**** Text passage

0

First of all, this is not a language specific question, the below example uses PHP but it's more about the method (regex?) to find the answer.

Let's say I have an array:

$array = ['The Bert and Ernie game', 'The Bert & Ernie game', 'Bert and Ernie game', 'Bert and Ernie game - english version', 'Bert & Ernie (game)', 'Bert and Ernie - game'] etc...

I want to fetch a combination that shows the most important combinations. So I want to do:

$magicPattern = [something that renders most important occurrences];
preg_match($magicPattern, $array, $matches);
print_r($matches);

As an output I would like to receive something like: "Bert and Ernie game"

PS: I'm not necessary looking for an actual array, a concept to do this would be great too.

UPDATE:
Current code below, any thoughts if this would be a good way of finding the best version of an occurrence? Having a hard time figuring it out from the source of the function.

$array['The Bert and Ernie game']               =0; //lev distance
$array['The Bert & Ernie game']                 =0; //lev distance
$array['Bert and Ernie game']                   =0; //lev distance
$array['Bert and Ernie game - english version'] =0; //lev distance
$array['Bert & Ernie (game)']                   =0; //lev distance
$array['Bert and Ernie - game']                 =0; //lev distance

foreach($array as $currentKey => $currentVal){
    foreach($array as $matchKey => $matchVal){
        $array[$currentKey] += levenshtein($currentKey, $matchKey);
    }
}

$array = array_flip($array);
ksort($array);

echo array_values($array)[0]; //Bert and Ernie game
Bob van Luijt
  • 7,153
  • 12
  • 58
  • 101
  • 2
    How can the program possibly tell what is important or unimportant? – psmears Jun 17 '15 at 09:37
  • Fair enough. Maybe the word 'important' isn't properly chosen, but the goal of the question makes sense right? – Bob van Luijt Jun 17 '15 at 09:38
  • Not really, unless you can say in a bit more detail what you mean. Do you mean the words individually happen most frequently? Occur most frequently in the same string? Occur most frequently adjacent to each other? Something else? It's a lot easier to help if you can tell us what you actually want :) – psmears Jun 17 '15 at 10:01

2 Answers2

1

There are many different solutions for solving an issue like this, personally I wouldn't recommend a regex for this. This is typically something that you would solve using a fulltext search index (just google fulltext search for many methods to do this).

For this particular case, assuming you don't have too much data, you could just compute the Levenshtein distance: http://php.net/manual/en/function.levenshtein.php

Or use the similar_text() function: http://php.net/manual/en/function.similar-text.php

Wolph
  • 78,177
  • 11
  • 137
  • 148
  • Thanks Wolph, I think the lev. function is the best starting point. However, I also need the solution. With this I mean that -from my cheesy example- I already need to know that "Bert and Ernie game" is the best solution, I match the other ones to that. So, I can loop through my array to set `x` and I match it agains `y`. Problem is, I don't know `y`... Any thoughts? – Bob van Luijt Jun 17 '15 at 15:54
  • 1
    @bvl: the best way to get the "closest" match is to build a distance matrix from every sentence to every other sentence. Note that this is very heavy for many items. For `n` items it's `n*n` so with `100` items you'll be calculating `10000` distances (actually half of that since `a -> b = b -> a`). You simply need a 2 dimensional matrix and 2 levels in your loop – Wolph Jun 27 '15 at 13:24
0

You need something that will look at each value and compute a numerical weight, then sort the array according to the weight and take the top most item.

The weight is your "importance", so you can, for example, choose to assign higher weights to terms you consider more important.

Ali
  • 1,462
  • 2
  • 17
  • 32

********

• **Written tasks**
1 > Do these statements agree with the string-matching thread? Answer yes or no for each, and quote the words that decide it. (a) The asker says the question is specific to PHP. (b) The first answer recommends a regex for the problem. (c) Wolph's comment warns that building a distance matrix is very heavy for many items.
2 > Can you copy the part of the string-matching thread that opens with the words containing "You need something" and closes with "consider more important."?

**** Extracted information

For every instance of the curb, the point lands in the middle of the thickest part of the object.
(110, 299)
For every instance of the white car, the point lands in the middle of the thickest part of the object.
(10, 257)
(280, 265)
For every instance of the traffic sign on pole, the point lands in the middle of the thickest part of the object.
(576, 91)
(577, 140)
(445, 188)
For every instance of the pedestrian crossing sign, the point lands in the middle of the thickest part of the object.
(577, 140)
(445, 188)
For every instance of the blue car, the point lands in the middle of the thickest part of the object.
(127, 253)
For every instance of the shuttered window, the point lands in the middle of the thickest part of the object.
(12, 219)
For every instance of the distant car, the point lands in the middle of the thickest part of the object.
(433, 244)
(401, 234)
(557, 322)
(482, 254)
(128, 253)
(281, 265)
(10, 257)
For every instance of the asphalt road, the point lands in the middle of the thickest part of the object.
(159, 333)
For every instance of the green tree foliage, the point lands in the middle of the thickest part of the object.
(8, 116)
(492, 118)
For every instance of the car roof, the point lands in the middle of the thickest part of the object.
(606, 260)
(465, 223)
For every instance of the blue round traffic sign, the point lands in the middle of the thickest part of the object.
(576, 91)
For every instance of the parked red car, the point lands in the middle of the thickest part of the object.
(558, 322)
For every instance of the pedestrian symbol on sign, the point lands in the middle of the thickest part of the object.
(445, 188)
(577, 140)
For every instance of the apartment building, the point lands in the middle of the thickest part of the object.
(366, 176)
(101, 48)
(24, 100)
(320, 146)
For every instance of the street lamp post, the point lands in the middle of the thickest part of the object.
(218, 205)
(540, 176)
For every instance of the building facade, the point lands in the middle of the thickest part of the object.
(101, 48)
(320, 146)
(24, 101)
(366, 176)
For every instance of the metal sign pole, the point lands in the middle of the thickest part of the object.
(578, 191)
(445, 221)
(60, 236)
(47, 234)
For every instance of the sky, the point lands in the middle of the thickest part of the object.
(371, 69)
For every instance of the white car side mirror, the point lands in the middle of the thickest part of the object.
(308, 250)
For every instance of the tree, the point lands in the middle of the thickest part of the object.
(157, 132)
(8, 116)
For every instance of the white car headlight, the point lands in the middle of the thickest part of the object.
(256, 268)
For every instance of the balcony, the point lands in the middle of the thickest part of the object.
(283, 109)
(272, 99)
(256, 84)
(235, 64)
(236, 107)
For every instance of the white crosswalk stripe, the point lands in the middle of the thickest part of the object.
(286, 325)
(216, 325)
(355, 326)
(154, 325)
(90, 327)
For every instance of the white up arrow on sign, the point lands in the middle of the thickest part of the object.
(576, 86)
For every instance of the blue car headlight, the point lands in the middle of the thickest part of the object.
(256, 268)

********

• **Answer set**
1 >
(a) No: "this is not a language specific question"
(b) No: "personally I wouldn't recommend a regex for this"
(c) Yes: "Note that this is very heavy for many items."

2 >
You need something that will look at each value and compute a numerical weight, then sort the array according to the weight and take the top most item.

The weight is your "importance", so you can, for example, choose to assign higher weights to terms you consider more important.